Can family caregivers, in spite of all of the losses, sadness and strain involved in caregiving, actually find joy in their time as a caregiver?
Can the seemingly nonsensical, demented behaviors of the Alzheimer’s patient actually have profound meaning?
Can caregiver’s souls, spirits and psyches benefit greatly through this caregiving experience, in spite of data that shows that family caregivers caring for those with Alzheimer’s experience depression twice as much as those caring for loved ones with other diseases?
Yes, yes, and yes, says, Frena Gray-Davidson in her new book: Alzheimer’s 911: Help, Hope and Healing for the Caregiver, published May 2009 by Robert D. Reed Publishers.
So what does Ms. Gray-Davidson, a professional Alzheimer’s caregiver and caregiver support expert know that the rest of society doesn’t seem to?
Frena Grey-Davidson’s Alzheimer’s Book Provides New Information on Alzheimer’s Disease
Ms. Gray-Davidson has a unique and interesting personal past. This has helped her to look through the seemingly nonsensical behaviors of people with Alzheimer’s and see straight into their hearts. This begins, she writes, with totally accepting them for who and what they are at this moment, as opposed to comparing them to how they were in the past.

• [EXERCISE SET]:
A – Reproduce the passage of the Alzheimer's caregiving article that opens with the words containing "Can the seemingly" and closes with "doesn’t seem to?".
B – In the Alzheimer's caregiving article, which publisher released Alzheimer's 911: Help, Hope and Healing for the Caregiver?

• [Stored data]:

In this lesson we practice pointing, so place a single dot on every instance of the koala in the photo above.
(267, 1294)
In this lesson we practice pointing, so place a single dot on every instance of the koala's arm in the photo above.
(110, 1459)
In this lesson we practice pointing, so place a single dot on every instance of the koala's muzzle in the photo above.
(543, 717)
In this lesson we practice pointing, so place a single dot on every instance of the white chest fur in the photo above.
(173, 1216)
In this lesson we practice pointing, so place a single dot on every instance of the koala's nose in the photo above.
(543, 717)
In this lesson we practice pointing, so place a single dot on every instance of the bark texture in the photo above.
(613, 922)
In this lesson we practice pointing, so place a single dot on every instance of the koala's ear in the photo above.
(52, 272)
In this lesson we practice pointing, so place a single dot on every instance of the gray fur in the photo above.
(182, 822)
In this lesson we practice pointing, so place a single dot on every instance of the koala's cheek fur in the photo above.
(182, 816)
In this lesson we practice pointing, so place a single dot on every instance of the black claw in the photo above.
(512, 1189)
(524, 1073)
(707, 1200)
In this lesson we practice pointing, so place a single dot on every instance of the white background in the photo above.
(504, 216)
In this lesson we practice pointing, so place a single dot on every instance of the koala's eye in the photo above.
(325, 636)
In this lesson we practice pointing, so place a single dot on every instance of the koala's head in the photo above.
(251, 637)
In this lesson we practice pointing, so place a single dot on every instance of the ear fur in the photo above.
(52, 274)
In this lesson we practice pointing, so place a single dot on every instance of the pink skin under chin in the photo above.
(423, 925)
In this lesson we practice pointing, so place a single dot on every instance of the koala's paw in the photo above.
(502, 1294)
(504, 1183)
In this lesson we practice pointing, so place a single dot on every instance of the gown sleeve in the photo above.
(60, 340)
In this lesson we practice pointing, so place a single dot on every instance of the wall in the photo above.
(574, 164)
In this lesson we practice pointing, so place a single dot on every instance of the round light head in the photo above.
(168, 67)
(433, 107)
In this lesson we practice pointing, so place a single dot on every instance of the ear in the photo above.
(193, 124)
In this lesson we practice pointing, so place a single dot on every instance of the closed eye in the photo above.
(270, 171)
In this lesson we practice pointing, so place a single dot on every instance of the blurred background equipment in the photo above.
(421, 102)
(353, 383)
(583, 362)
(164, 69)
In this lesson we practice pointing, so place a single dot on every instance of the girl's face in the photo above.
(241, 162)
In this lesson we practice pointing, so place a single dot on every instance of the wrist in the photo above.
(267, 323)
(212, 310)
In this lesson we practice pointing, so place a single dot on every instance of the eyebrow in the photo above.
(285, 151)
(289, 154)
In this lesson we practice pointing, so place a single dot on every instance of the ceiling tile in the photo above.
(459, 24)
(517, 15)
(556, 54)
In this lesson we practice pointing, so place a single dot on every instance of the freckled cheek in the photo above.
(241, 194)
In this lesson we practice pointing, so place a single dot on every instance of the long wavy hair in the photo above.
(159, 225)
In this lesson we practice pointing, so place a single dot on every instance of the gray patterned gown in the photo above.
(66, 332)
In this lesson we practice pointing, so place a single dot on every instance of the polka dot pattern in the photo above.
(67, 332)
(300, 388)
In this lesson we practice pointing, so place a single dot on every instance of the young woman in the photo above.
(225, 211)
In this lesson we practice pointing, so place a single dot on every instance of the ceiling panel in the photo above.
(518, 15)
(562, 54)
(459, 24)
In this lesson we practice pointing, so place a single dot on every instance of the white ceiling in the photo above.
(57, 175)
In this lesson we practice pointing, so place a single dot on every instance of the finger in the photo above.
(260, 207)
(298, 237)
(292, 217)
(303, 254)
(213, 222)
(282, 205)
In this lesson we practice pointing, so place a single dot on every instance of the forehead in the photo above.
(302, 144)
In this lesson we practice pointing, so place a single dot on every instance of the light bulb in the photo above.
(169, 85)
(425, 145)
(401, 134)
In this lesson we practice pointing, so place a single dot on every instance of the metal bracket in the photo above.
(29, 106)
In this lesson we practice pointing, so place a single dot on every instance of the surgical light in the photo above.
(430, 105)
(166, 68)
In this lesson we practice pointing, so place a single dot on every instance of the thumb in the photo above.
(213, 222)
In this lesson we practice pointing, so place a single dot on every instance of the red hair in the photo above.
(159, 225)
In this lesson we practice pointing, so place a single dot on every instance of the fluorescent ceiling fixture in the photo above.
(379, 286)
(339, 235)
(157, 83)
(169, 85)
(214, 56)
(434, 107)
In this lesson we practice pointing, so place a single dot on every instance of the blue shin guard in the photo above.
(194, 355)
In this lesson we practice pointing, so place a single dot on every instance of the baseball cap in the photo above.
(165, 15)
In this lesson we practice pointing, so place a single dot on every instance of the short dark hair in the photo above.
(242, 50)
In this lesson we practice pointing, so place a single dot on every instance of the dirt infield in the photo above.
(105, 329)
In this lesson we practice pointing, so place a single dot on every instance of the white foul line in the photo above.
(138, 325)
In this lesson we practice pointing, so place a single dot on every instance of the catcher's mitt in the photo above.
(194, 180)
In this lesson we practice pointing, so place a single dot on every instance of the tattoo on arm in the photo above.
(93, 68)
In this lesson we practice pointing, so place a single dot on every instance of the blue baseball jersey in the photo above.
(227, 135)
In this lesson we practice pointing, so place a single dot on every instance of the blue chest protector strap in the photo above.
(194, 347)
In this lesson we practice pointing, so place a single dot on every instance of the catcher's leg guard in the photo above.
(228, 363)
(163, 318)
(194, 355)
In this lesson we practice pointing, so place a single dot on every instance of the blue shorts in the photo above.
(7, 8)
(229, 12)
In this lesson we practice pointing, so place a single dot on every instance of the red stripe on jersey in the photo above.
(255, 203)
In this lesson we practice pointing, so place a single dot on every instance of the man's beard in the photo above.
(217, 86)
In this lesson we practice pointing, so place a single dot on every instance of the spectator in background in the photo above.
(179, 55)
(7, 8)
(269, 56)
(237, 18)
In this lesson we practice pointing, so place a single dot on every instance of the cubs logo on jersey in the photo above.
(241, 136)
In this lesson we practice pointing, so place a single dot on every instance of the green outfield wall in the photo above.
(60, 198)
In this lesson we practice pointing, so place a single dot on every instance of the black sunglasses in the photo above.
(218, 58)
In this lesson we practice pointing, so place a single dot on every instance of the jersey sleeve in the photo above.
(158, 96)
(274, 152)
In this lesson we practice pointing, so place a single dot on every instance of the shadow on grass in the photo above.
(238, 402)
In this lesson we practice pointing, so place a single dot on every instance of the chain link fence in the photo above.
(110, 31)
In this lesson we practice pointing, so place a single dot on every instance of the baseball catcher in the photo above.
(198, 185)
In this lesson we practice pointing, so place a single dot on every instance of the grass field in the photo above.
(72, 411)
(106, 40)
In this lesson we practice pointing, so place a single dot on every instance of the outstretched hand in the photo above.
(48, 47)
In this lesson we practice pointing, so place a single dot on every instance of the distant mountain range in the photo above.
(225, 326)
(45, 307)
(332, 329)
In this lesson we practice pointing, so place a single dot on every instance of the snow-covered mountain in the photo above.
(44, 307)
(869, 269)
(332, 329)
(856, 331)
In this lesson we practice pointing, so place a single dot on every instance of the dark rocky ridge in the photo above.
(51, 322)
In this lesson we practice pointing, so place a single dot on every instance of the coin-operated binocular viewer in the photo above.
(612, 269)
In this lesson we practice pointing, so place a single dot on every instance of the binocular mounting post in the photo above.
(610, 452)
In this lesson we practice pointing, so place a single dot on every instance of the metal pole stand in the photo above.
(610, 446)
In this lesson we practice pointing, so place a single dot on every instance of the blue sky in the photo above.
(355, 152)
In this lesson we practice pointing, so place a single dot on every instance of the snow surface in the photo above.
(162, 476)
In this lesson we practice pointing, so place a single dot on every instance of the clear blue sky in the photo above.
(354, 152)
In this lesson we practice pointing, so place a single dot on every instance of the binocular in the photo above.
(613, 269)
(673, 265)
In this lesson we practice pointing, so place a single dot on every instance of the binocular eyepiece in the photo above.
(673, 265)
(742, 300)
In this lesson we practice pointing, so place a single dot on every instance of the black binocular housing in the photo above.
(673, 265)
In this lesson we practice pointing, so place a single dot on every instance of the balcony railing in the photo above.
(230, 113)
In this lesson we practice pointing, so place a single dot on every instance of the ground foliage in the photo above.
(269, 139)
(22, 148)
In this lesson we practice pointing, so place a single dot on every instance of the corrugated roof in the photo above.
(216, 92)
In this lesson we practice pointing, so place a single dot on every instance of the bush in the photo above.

• [TASK-BY-TASK RESULTS]:
A –
Can the seemingly nonsensical, demented behaviors of the Alzheimer’s patient actually have profound meaning?
Can caregiver’s souls, spirits and psyches benefit greatly through this caregiving experience, in spite of data that shows that family caregivers caring for those with Alzheimer’s experience depression twice as much as those caring for loved ones with other diseases?
Yes, yes, and yes, says, Frena Gray-Davidson in her new book: Alzheimer’s 911: Help, Hope and Healing for the Caregiver, published May 2009 by Robert D. Reed Publishers.
So what does Ms. Gray-Davidson, a professional Alzheimer’s caregiver and caregiver support expert know that the rest of society doesn’t seem to?

B – Robert D. Reed Publishers